# READING TEXT start

The PRs are merged. :D
> On 11 Dec 2015, at 17:28, Stephan Ewen <se...@apache.org> wrote:
>
> A solution for that is in these two pull requests:
>
> https://github.com/apache/flink/pull/1447
>
> https://github.com/apache/flink/pull/1448
>
> On Fri, Dec 4, 2015 at 10:21 PM, Robert Metzger <rmetz...@apache.org> wrote:
> I think we need to find a solution for this problem soon.
> Another user is most likely affected:
> http://stackoverflow.com/q/34090808/568695
>
> I've filed a JIRA for the problem:
> https://issues.apache.org/jira/browse/FLINK-3121
>
>
> On Mon, Nov 30, 2015 at 5:58 PM, Aljoscha Krettek <aljos...@apache.org> wrote:
> Maybe. In the Kafka case we just need to ensure that parallel instances of
> the source that know that they don’t have any partitions assigned to them
> emit Long.MAX_VALUE as a watermark.

# READING TEXT end
# EXTRACTED DATA start

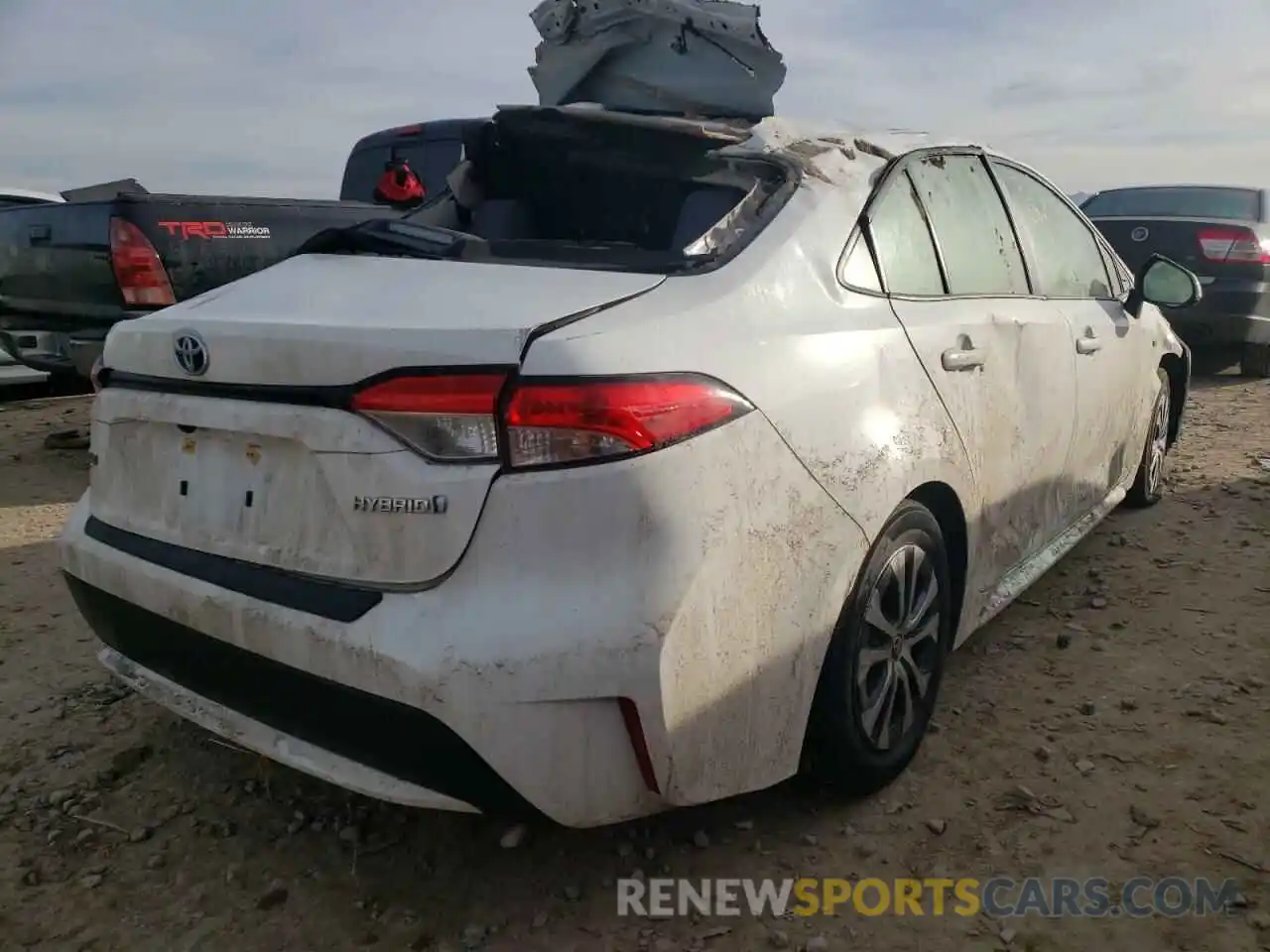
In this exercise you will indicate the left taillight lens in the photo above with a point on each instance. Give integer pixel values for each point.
(552, 424)
(547, 422)
(445, 417)
(137, 268)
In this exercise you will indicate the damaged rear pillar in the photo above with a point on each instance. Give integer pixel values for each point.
(701, 59)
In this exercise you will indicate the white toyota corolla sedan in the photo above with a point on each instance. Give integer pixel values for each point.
(654, 462)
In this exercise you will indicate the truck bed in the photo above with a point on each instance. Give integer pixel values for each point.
(56, 270)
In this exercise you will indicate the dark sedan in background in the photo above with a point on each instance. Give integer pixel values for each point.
(1219, 232)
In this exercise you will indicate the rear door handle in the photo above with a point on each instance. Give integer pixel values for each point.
(959, 359)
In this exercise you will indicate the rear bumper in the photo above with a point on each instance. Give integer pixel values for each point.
(40, 349)
(499, 689)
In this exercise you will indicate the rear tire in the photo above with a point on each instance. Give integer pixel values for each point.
(883, 670)
(1255, 361)
(1148, 485)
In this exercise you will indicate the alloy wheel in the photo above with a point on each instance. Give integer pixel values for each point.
(899, 647)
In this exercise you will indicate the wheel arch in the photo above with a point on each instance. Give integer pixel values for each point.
(945, 506)
(1179, 382)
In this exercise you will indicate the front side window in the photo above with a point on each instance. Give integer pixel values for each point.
(970, 225)
(1066, 259)
(906, 253)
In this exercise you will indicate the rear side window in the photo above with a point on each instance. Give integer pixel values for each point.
(1066, 259)
(970, 225)
(905, 250)
(432, 160)
(1182, 202)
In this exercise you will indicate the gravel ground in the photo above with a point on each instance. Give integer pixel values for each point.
(1127, 692)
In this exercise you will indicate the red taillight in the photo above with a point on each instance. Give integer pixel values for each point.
(1233, 244)
(451, 419)
(137, 267)
(585, 420)
(454, 417)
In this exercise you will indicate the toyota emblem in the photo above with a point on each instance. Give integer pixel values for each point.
(190, 353)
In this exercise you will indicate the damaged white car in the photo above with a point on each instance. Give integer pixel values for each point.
(658, 462)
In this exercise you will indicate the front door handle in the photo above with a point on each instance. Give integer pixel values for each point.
(959, 359)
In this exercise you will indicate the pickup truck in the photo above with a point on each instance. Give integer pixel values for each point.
(14, 370)
(71, 270)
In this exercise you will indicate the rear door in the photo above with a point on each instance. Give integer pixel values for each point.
(1115, 367)
(1001, 361)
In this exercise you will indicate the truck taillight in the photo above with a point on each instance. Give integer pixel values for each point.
(137, 267)
(457, 417)
(1234, 245)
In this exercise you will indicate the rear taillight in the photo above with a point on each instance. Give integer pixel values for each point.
(451, 419)
(549, 424)
(1234, 245)
(137, 267)
(457, 417)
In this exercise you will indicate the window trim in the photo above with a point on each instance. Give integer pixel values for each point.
(862, 231)
(899, 167)
(1098, 241)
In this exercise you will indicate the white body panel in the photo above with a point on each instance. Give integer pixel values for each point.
(701, 581)
(331, 320)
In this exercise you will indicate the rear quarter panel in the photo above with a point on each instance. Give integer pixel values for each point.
(837, 381)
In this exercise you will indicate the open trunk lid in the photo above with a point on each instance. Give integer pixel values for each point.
(273, 467)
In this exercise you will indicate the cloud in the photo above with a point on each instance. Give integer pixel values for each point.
(266, 96)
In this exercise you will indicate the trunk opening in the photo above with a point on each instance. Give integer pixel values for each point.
(561, 188)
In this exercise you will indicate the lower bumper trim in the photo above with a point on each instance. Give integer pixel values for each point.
(388, 737)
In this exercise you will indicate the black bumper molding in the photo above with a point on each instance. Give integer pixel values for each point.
(385, 735)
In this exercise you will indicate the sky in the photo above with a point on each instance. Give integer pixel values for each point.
(266, 96)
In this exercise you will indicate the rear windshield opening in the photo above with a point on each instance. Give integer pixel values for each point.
(1182, 202)
(594, 193)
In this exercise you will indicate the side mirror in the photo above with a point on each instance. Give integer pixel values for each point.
(1165, 284)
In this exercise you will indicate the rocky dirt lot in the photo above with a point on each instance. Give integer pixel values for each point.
(1127, 692)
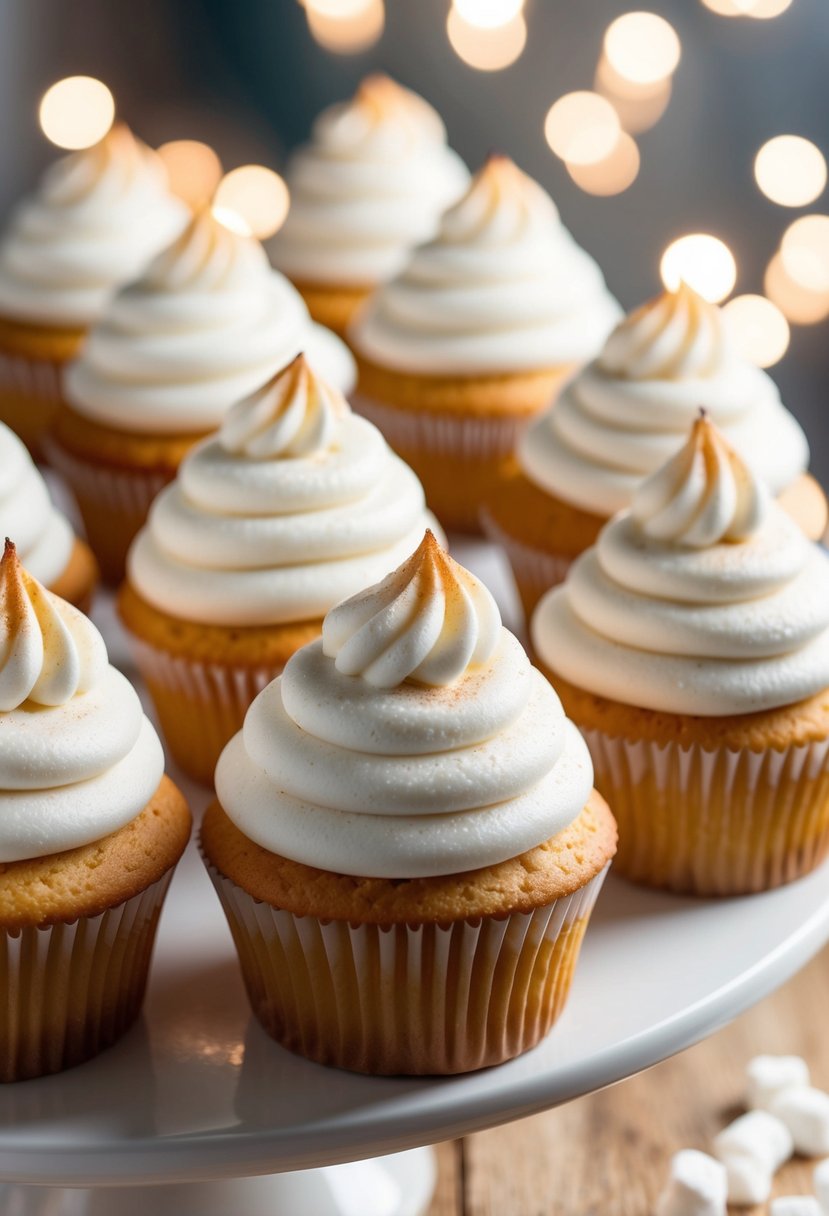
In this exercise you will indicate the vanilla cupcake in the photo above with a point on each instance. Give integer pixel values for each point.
(206, 324)
(368, 186)
(473, 338)
(96, 219)
(691, 646)
(90, 832)
(292, 506)
(621, 417)
(406, 828)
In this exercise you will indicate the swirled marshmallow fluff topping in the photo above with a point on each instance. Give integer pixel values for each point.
(43, 535)
(412, 739)
(704, 598)
(207, 324)
(371, 184)
(78, 759)
(96, 219)
(502, 287)
(629, 410)
(293, 505)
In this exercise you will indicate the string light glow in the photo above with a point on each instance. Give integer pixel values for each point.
(790, 170)
(488, 50)
(701, 260)
(612, 175)
(258, 195)
(77, 112)
(192, 168)
(759, 328)
(582, 128)
(642, 46)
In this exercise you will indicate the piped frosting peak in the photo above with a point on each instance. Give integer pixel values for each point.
(295, 414)
(428, 621)
(703, 496)
(674, 336)
(49, 651)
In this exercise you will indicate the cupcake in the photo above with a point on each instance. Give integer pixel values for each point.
(405, 840)
(293, 505)
(371, 184)
(207, 324)
(96, 219)
(691, 646)
(46, 545)
(625, 415)
(90, 832)
(473, 338)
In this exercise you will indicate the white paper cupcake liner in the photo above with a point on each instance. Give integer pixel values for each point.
(714, 822)
(407, 998)
(71, 990)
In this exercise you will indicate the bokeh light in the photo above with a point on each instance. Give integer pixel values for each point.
(790, 170)
(642, 46)
(192, 168)
(801, 305)
(701, 260)
(582, 128)
(759, 328)
(258, 195)
(488, 50)
(489, 13)
(77, 112)
(345, 27)
(612, 175)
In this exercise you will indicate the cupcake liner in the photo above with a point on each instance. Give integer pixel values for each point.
(535, 572)
(71, 990)
(407, 998)
(113, 504)
(201, 705)
(714, 822)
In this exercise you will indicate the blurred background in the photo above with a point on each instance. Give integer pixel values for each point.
(709, 117)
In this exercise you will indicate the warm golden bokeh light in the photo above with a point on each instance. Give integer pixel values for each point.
(345, 27)
(759, 328)
(258, 195)
(800, 304)
(192, 168)
(701, 260)
(77, 112)
(790, 170)
(489, 13)
(582, 128)
(612, 175)
(642, 46)
(489, 50)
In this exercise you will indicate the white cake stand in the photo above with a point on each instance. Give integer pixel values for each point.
(198, 1102)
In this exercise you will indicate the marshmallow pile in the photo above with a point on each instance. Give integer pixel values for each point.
(785, 1115)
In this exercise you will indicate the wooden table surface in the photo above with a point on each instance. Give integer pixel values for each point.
(607, 1154)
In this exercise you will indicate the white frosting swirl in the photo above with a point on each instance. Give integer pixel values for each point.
(96, 220)
(292, 506)
(503, 287)
(704, 600)
(43, 535)
(626, 412)
(208, 322)
(370, 186)
(78, 759)
(454, 767)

# EXTRACTED DATA end

→ JOBS:
a) In the mailing-list thread, what value should parallel Kafka source instances with no assigned partitions emit as a watermark?
b) From the mailing-list thread, reproduce the passage that opens with the words containing "The PRs are" and closes with "this problem soon.".
The entries are independent material, unrelated to the mailing-list thread.

→ SOLUTIONS TO THE TASKS:
a) Long.MAX_VALUE

b)
The PRs are merged. :D
> On 11 Dec 2015, at 17:28, Stephan Ewen <se...@apache.org> wrote:
>
> A solution for that is in these two pull requests:
>
> https://github.com/apache/flink/pull/1447
>
> https://github.com/apache/flink/pull/1448
>
> On Fri, Dec 4, 2015 at 10:21 PM, Robert Metzger <rmetz...@apache.org> wrote:
> I think we need to find a solution for this problem soon.